INFORMATION:

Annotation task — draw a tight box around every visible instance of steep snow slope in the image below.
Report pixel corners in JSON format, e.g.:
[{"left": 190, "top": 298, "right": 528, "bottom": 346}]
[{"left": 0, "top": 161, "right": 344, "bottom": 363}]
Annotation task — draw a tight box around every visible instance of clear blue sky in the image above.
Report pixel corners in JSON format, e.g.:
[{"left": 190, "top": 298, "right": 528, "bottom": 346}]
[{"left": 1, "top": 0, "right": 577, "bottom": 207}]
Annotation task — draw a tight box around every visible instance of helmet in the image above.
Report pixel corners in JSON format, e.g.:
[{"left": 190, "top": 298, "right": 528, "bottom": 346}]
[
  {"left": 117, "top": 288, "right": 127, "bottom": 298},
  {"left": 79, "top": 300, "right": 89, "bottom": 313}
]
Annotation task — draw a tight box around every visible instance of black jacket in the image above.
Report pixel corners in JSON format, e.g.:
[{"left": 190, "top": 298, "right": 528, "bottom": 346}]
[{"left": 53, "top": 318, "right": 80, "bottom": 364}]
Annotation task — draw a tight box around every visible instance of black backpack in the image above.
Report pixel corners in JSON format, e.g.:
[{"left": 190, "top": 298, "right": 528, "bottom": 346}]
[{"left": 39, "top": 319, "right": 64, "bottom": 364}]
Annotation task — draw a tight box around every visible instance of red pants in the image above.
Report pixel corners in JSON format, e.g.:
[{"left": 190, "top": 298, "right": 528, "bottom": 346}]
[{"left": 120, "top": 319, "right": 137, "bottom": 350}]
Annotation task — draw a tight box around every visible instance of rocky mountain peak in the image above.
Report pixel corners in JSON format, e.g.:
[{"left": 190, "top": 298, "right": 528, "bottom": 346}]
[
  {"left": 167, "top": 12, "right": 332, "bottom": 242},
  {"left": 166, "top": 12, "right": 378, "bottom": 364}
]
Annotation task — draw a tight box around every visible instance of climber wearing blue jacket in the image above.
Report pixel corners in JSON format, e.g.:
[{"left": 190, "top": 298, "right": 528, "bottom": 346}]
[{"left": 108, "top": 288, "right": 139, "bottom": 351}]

YOUR OBJECTIVE: Could you retype every record above exactly as written?

RESPONSE FOR THIS EXERCISE:
Annotation task — draw a tight box around every visible instance of steep snow slope in the image below.
Report pixel corners in JSON format, e.g.:
[{"left": 190, "top": 298, "right": 528, "bottom": 346}]
[{"left": 0, "top": 161, "right": 344, "bottom": 363}]
Annotation task — draw a tight box around every visible instance of clear blue sky in the image above.
Report pixel corners in JSON format, e.g.:
[{"left": 190, "top": 298, "right": 528, "bottom": 346}]
[{"left": 1, "top": 0, "right": 577, "bottom": 207}]
Annotation task — draw a tight box around every visible instance of helmet in the image above.
Report pixel corners in JSON format, e.g.:
[{"left": 190, "top": 298, "right": 528, "bottom": 346}]
[
  {"left": 117, "top": 288, "right": 127, "bottom": 298},
  {"left": 79, "top": 300, "right": 89, "bottom": 313}
]
Annotation task — draw a tight box around every visible instance of black jacket in the image above.
Report pixel corners in JSON format, e.g.:
[{"left": 190, "top": 298, "right": 528, "bottom": 346}]
[{"left": 53, "top": 318, "right": 80, "bottom": 364}]
Annotation task — draw a tight box around every visible instance of black backpack in the image above.
Report pixel corners in JSON format, e.g.:
[{"left": 190, "top": 298, "right": 528, "bottom": 346}]
[{"left": 39, "top": 319, "right": 64, "bottom": 364}]
Annotation task — draw a tight box around every visible instance of red pants in the image above.
Report pixel corners in JSON format, e.g.:
[{"left": 190, "top": 298, "right": 528, "bottom": 346}]
[{"left": 120, "top": 319, "right": 137, "bottom": 350}]
Annotation task — draw a tight box around every visible instance of rocky mountain peak in the image above.
Report pixel corners in JSON format, e.g.:
[{"left": 190, "top": 298, "right": 528, "bottom": 346}]
[
  {"left": 167, "top": 12, "right": 332, "bottom": 242},
  {"left": 166, "top": 12, "right": 378, "bottom": 364}
]
Annotation task — draw a tight box around every visible instance of climber wearing blue jacket in the image above.
Report pixel corners in JSON format, e.g.:
[{"left": 190, "top": 298, "right": 528, "bottom": 346}]
[{"left": 108, "top": 288, "right": 139, "bottom": 351}]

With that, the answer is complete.